== TEXT EXCERPT ==

Daniel now works in the trade and although fishing is in the family line, the methods have changed hugely since his grandfather’s day. Gone is the damaging and demanding practice of trawling; in its place arrived the more sustainable method called longline fishing.

In the early hours of a summer morning, not far from the small harbourside city of Tauranga, Daniel, his father Russell and teenage brother Adam are hauling in the catch onto their boat, the Royal Salute. First a long line with baited hooks is thrown down to the seabed. Working fast, the team hauls it up, removing fish one by one. The catch is then killed using a traditional Japanese method, ikejime, that’s said to better preserve the taste: pushing a spike into the rear of a fish’s head to snap the spinal cord before tossing it on ice. It sounds gruesome but the family complete their task with precision and dexterity. Red snapper, fighty silver Kahawai (sometimes known as Eastern Australian salmon) and orange-winged gurnard are among the most common catches.

Longline fishing “does the least damage to the marine environment”, says Daniel, who’s holding a glistening pinky-hued snapper the size of a coffee-table book. “Usually we just catch exactly what we need and nothing else. When we don’t we return it to the water alive.”

===
== DATA ==

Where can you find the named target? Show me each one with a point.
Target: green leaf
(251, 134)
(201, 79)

===

#### SET TASK
Carry on the longline fishing text from its final sentence.

#### RESULT OF THIS TASK
On the morning that Monocle visits the method spares a couple of small sharks, eels aplenty and a handful of undersized fish, all thrown back to swim another day. It’s a practice that stands in stark contrast to trawlers, which kill marine life, including dolphins, indiscriminately; habitats are also disturbed.

“Big trawlers do too much damage,” says Russell. “I think there are some species of fish out here that are taking a hammering and something should be done about it.” The Royal Salute even has a camera on board – the presence of which is voluntary – so that good practice can be assessed and recorded by the New Zealand fishing authorities.

The Harveys abide by the New Zealand Quota Management System, introduced in 1986 to conserve fishing stocks. They travel to sea for two days at a time, sleeping on the boat, and eat fresh sashimi or sizzling fish tacos for dinner. They catch and sell about 80 tonnes of fish per year.

Once back in Tauranga the fish is taken to Leigh Fisheries’ factory, an hour’s drive from Auckland. Individual boxes are packed for clients, with fish flown to restaurants in Singapore, Japan and the US. Leigh Fisheries helps to keep family firms like that of the Harveys – and the 45 other boats they buy from – afloat in New Zealand.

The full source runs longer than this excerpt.